Quote the listing below in its entirety, omitting every image.

•••••

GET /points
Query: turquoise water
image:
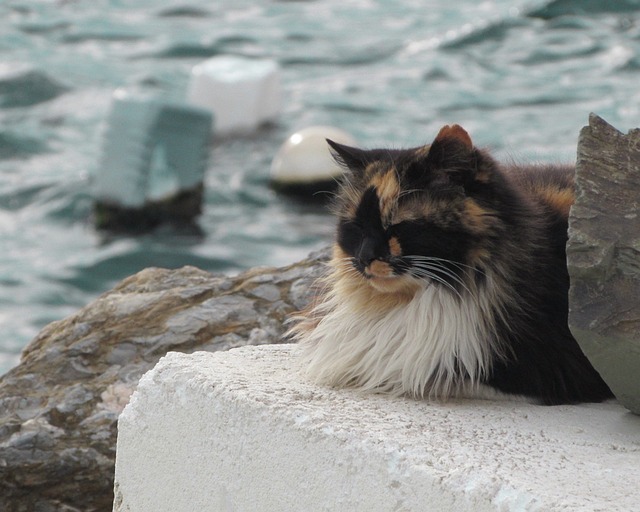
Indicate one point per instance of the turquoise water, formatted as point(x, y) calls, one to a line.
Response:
point(521, 76)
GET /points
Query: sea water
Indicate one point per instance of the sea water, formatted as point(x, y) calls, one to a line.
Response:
point(520, 75)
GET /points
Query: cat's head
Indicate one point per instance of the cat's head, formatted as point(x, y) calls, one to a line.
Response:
point(427, 214)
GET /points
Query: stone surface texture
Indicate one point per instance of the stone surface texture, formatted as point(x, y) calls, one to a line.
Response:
point(603, 256)
point(242, 431)
point(59, 407)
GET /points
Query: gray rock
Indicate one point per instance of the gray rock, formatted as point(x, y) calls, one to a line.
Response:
point(603, 256)
point(59, 407)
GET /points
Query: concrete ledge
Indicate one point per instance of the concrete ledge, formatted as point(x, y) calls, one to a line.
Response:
point(241, 431)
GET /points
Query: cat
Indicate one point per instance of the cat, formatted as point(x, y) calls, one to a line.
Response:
point(448, 279)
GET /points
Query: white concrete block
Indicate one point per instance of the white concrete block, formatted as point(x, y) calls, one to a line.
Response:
point(152, 149)
point(241, 431)
point(243, 93)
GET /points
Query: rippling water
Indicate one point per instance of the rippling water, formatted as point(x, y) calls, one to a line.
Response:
point(521, 76)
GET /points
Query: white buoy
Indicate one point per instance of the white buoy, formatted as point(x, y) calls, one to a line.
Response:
point(242, 93)
point(304, 160)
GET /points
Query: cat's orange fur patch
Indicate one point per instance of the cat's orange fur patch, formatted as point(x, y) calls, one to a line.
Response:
point(476, 218)
point(394, 247)
point(388, 189)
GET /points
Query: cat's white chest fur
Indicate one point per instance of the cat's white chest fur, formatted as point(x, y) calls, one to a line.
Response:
point(436, 344)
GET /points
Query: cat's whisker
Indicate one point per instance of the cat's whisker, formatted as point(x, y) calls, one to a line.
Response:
point(461, 266)
point(430, 269)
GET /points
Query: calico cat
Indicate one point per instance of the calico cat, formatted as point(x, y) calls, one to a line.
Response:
point(448, 278)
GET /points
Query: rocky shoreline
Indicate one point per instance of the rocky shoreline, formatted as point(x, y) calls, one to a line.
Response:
point(59, 408)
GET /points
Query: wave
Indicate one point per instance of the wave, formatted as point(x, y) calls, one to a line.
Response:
point(557, 8)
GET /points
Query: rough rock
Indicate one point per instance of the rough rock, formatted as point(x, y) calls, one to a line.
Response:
point(59, 407)
point(603, 256)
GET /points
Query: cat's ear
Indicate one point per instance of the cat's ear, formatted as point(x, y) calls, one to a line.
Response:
point(352, 158)
point(454, 159)
point(454, 134)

•••••

▶ Finished exercise
GET /points
Query: turquoise water
image:
Indicate one point per instance of the turquoise water, formatted as point(x, y) calls, one to a line.
Response:
point(521, 76)
GET /points
Query: sea water
Indicate one point per instance of the sea water, formatted as point(x, y) calls, one to a line.
Response:
point(520, 75)
GET /points
Query: cat's head
Indicate one point per instance of the cat's head, formatted as point(x, y) calls, one to a line.
Response:
point(427, 214)
GET /points
Query: stone surface texture
Indicate one point per instance of the stone surface texture, formatted as point(x, y) calls, one to a line.
Response:
point(603, 256)
point(242, 431)
point(59, 407)
GET /points
Query: gray rock
Indicate one point per instance of the gray rock, formatted as point(x, y) calls, one to a line.
Response:
point(603, 256)
point(59, 407)
GET /points
Query: concrete ledge
Indicate one point per instance of the concrete ledge, formatted as point(x, y) calls, one to a line.
Response:
point(241, 431)
GET /points
Query: cat
Indicate one point per instance of the cat, formatted as point(x, y) calls, one to a line.
Response:
point(448, 279)
GET /points
Query: white concrete block
Indicate one point per instance of the white concrete block, formatted as point(x, y) calls, one to a line.
Response:
point(152, 149)
point(241, 431)
point(243, 93)
GET /points
Query: rippling water
Indicate one point per instance of the rippling water, formatted as point(x, y) calls, one to a line.
Response:
point(521, 76)
GET /points
Query: white buoy
Indicate one point per instance of the white buoy, formatted as point(x, y) calls, one to a line.
Response:
point(242, 93)
point(304, 160)
GET /points
Query: cat's orange fur patch
Indicate one point per instance of the cat's orange fur patch, formatted as point(x, y) calls, one to a line.
Response:
point(476, 218)
point(394, 247)
point(388, 189)
GET /points
Query: cat's white chest fur
Indicate one point per instance of the cat's white chest fur, formatted as point(x, y) calls, one to a line.
Response:
point(436, 344)
GET /points
Query: cat's whisker
Indicate one point per instance of the cat's whisker, formatted as point(x, y) calls, one to a line.
Response:
point(461, 266)
point(430, 269)
GET /points
Query: calico cat
Indicate one point per instance of the calico cat, formatted as point(x, y) calls, one to a line.
Response:
point(448, 278)
GET /points
Query: rocky shoreline
Indicate one point per instance of the rocky shoreline, formatted as point(x, y) calls, one to a line.
Response:
point(59, 408)
GET /points
Query: wave
Indicate one point per instance of the wave, formatted as point(x, y) calls, one to a line.
Response:
point(557, 8)
GET /points
Query: rough rock
Indicate one point per instance of the rough rock, formatted as point(x, y) calls, one to a line.
Response:
point(59, 407)
point(603, 256)
GET /points
Query: cat's ear
Indicate one point per instance of the cat's ear, formatted as point(x, y) calls, one to a line.
Response:
point(352, 158)
point(454, 159)
point(454, 134)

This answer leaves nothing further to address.